*Passage to read*
☆ ☆ ☆
Sims can be assigned or randomly generated ‘Traits’, these define much of a Sims in-game behaviour, how they feel or react to certain circumstances and so on. I liked the random option, ending up with an Unlucky Sim who was very Family Orientated and a Natural Cook.

On top of their Traits, Sims can learn Skills and have short term and life-long Wishes.

Skills help with the more base pursuits of a Sims life. Earned during game-play by simply doing an activity or studying they can buff attributes such as Cookery, or Logic helping out not only at home, but at work or other life time ambitions such as, and this is a neat segue, Wishes.

Minor Wishes, such as making friends, reading books and so forth can be selected from a dynamic and contextual list. Each Wish achieved results in extra shiny happiness points, putting the Sim in a better mood, and improving all other aspects of their lives

Each Sim has a life’s ambition/quest/goal/wish, this is a major aim for each individual Sim, and probably the only way you can gauge success in this game. Achieving a Lifetime Wish, such as becoming an internationally renowned writer, will result in even greater accumulation of Lifetime Happiness points, as well as sparkles and jingly music.
☆ ☆ ☆
*Data listing*
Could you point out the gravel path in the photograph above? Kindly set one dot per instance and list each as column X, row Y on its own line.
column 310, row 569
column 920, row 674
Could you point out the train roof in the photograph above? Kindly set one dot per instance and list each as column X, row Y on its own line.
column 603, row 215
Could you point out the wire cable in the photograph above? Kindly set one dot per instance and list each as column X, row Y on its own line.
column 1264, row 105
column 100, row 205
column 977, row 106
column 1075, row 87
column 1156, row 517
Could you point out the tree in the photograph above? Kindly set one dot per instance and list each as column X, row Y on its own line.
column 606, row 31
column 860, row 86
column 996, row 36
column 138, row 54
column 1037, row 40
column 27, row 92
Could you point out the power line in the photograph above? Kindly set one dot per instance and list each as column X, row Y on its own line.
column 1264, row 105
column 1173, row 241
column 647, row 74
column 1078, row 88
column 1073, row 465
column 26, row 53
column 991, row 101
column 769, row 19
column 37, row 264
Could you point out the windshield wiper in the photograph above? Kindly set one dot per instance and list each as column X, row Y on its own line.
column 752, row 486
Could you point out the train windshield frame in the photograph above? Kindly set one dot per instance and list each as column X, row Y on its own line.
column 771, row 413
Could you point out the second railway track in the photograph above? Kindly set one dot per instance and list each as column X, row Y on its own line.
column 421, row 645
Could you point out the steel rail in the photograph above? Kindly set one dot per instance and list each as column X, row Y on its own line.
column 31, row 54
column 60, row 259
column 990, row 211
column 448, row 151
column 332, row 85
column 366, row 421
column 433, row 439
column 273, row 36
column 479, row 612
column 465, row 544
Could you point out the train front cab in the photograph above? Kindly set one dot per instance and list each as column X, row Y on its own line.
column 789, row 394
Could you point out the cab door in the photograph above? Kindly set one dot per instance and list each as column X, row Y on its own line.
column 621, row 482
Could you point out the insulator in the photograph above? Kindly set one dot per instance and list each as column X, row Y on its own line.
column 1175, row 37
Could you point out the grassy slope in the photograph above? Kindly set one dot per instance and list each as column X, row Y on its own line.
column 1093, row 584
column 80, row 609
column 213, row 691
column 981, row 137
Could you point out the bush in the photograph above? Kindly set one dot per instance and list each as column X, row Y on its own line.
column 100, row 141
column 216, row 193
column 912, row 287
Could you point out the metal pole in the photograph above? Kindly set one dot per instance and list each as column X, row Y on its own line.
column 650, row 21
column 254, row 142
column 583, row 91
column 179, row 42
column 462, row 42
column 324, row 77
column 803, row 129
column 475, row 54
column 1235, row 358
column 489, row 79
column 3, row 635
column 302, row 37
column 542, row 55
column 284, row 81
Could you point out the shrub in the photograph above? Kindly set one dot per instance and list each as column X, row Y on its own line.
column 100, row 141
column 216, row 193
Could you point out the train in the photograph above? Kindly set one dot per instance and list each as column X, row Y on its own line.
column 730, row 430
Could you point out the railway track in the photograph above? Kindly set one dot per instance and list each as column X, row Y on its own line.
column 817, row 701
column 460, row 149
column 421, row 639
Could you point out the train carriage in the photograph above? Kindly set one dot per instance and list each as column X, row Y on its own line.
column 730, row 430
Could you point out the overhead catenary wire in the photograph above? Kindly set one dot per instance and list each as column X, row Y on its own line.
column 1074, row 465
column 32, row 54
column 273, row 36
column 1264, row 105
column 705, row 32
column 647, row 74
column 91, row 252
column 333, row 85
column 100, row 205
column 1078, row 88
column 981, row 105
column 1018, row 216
☆ ☆ ☆
*Problems*
1 - In the passage on Sims traits and wishes, what kind of Sim did the random option produce?
2 - Reproduce the rows verbatim, starting from the first row and ending with the line that contains "column 421, row 645", with both ends included.

*The solutions*
1 - An Unlucky Sim who was very Family Orientated and a Natural Cook.

2 -
Could you point out the gravel path in the photograph above? Kindly set one dot per instance and list each as column X, row Y on its own line.
column 310, row 569
column 920, row 674
Could you point out the train roof in the photograph above? Kindly set one dot per instance and list each as column X, row Y on its own line.
column 603, row 215
Could you point out the wire cable in the photograph above? Kindly set one dot per instance and list each as column X, row Y on its own line.
column 1264, row 105
column 100, row 205
column 977, row 106
column 1075, row 87
column 1156, row 517
Could you point out the tree in the photograph above? Kindly set one dot per instance and list each as column X, row Y on its own line.
column 606, row 31
column 860, row 86
column 996, row 36
column 138, row 54
column 1037, row 40
column 27, row 92
Could you point out the power line in the photograph above? Kindly set one dot per instance and list each as column X, row Y on its own line.
column 1264, row 105
column 1173, row 241
column 647, row 74
column 1078, row 88
column 1073, row 465
column 26, row 53
column 991, row 101
column 769, row 19
column 37, row 264
Could you point out the windshield wiper in the photograph above? Kindly set one dot per instance and list each as column X, row Y on its own line.
column 752, row 486
Could you point out the train windshield frame in the photograph above? Kindly set one dot per instance and list each as column X, row Y on its own line.
column 771, row 413
Could you point out the second railway track in the photograph above? Kindly set one dot per instance and list each as column X, row Y on its own line.
column 421, row 645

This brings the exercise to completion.